## TEXTE SOURCE
Publié par Espéluques sur 23 Décembre 2013, 09:31am

Catégories : #Dions éloge posthume Audemard

Julie Audemard est née à Dions en 1842. Elle est la fille d’Antoine et de Françoise Rouvière. Elle a épousé Auguste Vieljeuf, un forgeron originaire du hameau de Grisac au Pont de Montvert, qui lui a donné 3 enfants : Auguste, Léa qui épousera à Dions Léon Chabert, et Léonce époux d'Emilie Courdesse de Caveirac.

Julie est morte de la tuberculose en 1876 à l’âge de 34 ans. Elle s'était convertie au protestantisme et était profondément croyante. Mais qui a réalisé cet éloge posthume, pourquoi ce véritable panégyrique, et comment ce document s’est-il retrouvé à la Bibliothèque Nationale de France ?

MORT de VlELJEUF Née J. AUDEMARD, décédée à Dions le 26 juin 1876

NIMES IMPRIMERIE ROGER ET LAPORTE

Place Saint-Paul, 5

Quelle saisissante occasion de répéter avec prophète: « Mes pensées ne sont pas vos pensées, mes voies ne sont pas vos voies, dit l'Eternel » (Es. 55: 8.) Tout paraissait réclamer, exiger la présence ici-bas de celle qui nous a quittés ; cet époux, ces trois chers enfants, si jeunes encore, cette mère âgée, tous auraient eu tant besoin de ses soins maternels. Mai si le Seigneur en avait décidé autrement ; elle a été ravie à la fleur de son âge à l'affection de tous ceux qui l'ont connue. Notre bien-aimée soeur était à peine âgée de 34 ans, lorsqu'une maladie grave qui devait la conduire au tombeau se déclara. Il semblait qu'elle n'avait que quelques jours à vivre. A cette époque elle n'avait pas reçu cette foi qui devait lui faire plus tard envisager la mort comme la messagère de bonnes nouvelles.

## DONNÉES PRÉSENTÉES

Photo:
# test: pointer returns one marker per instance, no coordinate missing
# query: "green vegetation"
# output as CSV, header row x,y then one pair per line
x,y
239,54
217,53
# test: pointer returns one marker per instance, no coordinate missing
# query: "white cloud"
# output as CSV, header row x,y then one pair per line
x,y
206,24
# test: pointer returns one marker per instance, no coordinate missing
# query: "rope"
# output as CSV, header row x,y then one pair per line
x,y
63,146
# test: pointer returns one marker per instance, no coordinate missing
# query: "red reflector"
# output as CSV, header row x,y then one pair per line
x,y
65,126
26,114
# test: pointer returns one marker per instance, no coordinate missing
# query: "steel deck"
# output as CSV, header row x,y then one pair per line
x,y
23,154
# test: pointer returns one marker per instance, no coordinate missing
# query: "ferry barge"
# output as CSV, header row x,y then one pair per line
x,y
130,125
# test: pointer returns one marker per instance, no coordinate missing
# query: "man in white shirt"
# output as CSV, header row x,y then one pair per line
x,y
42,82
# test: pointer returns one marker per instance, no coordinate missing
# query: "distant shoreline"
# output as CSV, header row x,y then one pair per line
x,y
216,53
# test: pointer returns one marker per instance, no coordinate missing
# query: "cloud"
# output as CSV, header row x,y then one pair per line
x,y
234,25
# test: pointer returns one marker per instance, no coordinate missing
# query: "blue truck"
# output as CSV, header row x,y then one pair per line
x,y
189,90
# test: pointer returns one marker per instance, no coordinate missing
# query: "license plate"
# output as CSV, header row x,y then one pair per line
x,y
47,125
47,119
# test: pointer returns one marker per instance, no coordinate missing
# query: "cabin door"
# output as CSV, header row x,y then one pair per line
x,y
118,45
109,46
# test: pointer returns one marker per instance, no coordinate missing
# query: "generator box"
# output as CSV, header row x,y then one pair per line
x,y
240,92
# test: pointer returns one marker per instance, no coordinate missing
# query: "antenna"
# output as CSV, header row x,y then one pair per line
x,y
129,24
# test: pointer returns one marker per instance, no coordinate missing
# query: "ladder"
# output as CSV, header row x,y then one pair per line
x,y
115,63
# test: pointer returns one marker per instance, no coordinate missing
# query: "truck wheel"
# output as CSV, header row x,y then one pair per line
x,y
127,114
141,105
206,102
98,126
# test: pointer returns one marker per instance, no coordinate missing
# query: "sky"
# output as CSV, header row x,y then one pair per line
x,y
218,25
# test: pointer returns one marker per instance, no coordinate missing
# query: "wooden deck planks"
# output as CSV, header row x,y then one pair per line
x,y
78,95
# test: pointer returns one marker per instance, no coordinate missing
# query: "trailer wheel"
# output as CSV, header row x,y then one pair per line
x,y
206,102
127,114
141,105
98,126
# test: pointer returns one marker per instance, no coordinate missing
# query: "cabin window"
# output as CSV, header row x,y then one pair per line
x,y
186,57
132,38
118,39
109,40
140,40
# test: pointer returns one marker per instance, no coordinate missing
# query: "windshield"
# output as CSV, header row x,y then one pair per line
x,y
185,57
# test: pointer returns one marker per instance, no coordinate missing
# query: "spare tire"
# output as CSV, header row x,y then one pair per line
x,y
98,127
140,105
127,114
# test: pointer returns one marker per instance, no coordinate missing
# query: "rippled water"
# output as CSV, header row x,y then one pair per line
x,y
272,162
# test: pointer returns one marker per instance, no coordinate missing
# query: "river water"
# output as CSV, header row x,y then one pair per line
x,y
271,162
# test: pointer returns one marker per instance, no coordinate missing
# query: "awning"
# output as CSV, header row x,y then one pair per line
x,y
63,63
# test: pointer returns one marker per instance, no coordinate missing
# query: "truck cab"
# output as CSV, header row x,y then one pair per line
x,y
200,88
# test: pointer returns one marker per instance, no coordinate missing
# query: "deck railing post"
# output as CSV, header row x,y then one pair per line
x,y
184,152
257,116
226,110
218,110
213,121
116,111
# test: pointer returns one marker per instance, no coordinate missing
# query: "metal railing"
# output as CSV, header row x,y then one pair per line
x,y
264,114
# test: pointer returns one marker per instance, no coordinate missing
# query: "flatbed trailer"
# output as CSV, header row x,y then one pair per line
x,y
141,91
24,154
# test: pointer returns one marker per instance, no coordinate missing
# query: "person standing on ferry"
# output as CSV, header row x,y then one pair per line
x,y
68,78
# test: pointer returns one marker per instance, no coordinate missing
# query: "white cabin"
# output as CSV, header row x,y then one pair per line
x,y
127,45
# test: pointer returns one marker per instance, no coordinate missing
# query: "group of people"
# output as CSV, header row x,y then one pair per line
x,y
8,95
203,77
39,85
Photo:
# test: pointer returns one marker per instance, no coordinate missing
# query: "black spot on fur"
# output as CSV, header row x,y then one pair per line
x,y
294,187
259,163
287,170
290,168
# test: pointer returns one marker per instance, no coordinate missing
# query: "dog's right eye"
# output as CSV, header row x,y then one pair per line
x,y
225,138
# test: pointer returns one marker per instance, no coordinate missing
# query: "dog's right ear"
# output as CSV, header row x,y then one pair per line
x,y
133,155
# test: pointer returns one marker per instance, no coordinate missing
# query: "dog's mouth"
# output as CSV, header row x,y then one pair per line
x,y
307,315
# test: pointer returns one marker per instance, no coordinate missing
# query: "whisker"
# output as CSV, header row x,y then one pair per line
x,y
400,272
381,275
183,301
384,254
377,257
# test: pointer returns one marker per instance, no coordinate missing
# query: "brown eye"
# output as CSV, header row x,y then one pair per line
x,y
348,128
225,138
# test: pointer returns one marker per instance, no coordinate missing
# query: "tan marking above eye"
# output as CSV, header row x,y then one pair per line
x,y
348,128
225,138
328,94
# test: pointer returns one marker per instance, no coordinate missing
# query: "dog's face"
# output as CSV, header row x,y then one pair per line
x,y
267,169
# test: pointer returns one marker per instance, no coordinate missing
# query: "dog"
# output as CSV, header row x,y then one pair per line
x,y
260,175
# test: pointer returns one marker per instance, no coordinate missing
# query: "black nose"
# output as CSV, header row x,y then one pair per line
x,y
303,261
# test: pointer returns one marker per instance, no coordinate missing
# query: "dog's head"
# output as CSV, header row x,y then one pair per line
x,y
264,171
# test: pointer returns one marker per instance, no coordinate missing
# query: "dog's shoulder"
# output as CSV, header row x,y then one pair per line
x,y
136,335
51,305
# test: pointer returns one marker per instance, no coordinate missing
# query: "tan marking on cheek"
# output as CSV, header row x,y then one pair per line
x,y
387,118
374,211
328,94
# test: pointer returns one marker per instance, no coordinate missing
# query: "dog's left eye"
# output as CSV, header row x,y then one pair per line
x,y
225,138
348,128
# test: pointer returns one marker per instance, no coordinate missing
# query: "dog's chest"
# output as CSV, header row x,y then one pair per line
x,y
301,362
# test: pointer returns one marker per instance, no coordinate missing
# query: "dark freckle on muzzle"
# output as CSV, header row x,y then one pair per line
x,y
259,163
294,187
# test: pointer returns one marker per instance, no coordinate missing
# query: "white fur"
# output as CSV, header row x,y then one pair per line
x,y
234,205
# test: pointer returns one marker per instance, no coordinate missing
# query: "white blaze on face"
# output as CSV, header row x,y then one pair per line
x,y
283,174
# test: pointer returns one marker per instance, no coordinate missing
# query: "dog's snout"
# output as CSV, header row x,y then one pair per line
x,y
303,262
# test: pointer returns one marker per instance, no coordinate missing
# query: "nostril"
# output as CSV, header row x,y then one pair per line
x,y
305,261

## CONSIGNES
A. Résumez en deux phrases le texte sur Julie Audemard.
B. Poursuivez, s'il vous plaît, le texte sur Julie Audemard à la suite de sa dernière phrase.
La liste constitue un matériau distinct du texte sur Julie Audemard.

## RÉPONSES PAR CONSIGNE
A. Née à Dions en 1842 et épouse du forgeron Auguste Vieljeuf, qui lui a donné trois enfants, Julie Audemard est morte de la tuberculose en 1876, à 34 ans, après s'être convertie au protestantisme. Son éloge posthume déplore qu'elle ait été enlevée si jeune à son époux, à ses enfants et à sa mère âgée, et rappelle qu'elle n'avait pas encore reçu la foi lorsque sa maladie se déclara.

B.
Cependant elle avait conduit plusieurs fois ses enfants à une petite école du dimanche où des amis chrétiens font la lecture de la Parole de Dieu, et les explications qu'elle avait entendues germèrent dans son cœur, de telle sorte qu'au lieu de s'épouvanter, elle comprit que le Seigneur lui envoyait cet appel pour se convertir. Alors elle pria avec force, demandant au Seigneur de venir à son aide, et de lui faire connaître sa volonté.

En effet, depuis ce moment, sa vie fut changée ; elle devint, par la grâce de Dieu, une nouvelle créature, et elle n'a cessé un seul instant de bénir le Seigneur de l'avoir fait passer des ténèbres à sa merveilleuse lumière. Elle se remit un peu de cette maladie qui la laissa toujours faible, pouvant à peine se soutenir ; pendant trois années de souffrances, elle a nourri son âme de la lecture de la Parole de Dieu; toujours patiente, résignée, le sourire sur les lèvres, jamais une plainte, elle se trouvait bienheureuse d'être entrée dans le chemin nouveau qui mène à la vie.

Ah ! disait-elle à une amie qui s'entretenait avec elle de l'espérance de l'Evangile, si mes parents savaient la joie que j'éprouve depuis que je me suis donnée à Jésus ! Mais ils ne me comprennent pas. Oh ! je crois que ma mort leur sera utile pour leur conversion ; ce n'est que pour eux que j'ai des moments d'inquiétude ; je voudrais que tous connussent le Sauveur ; je ne cesse de le prier de les attirer à lui.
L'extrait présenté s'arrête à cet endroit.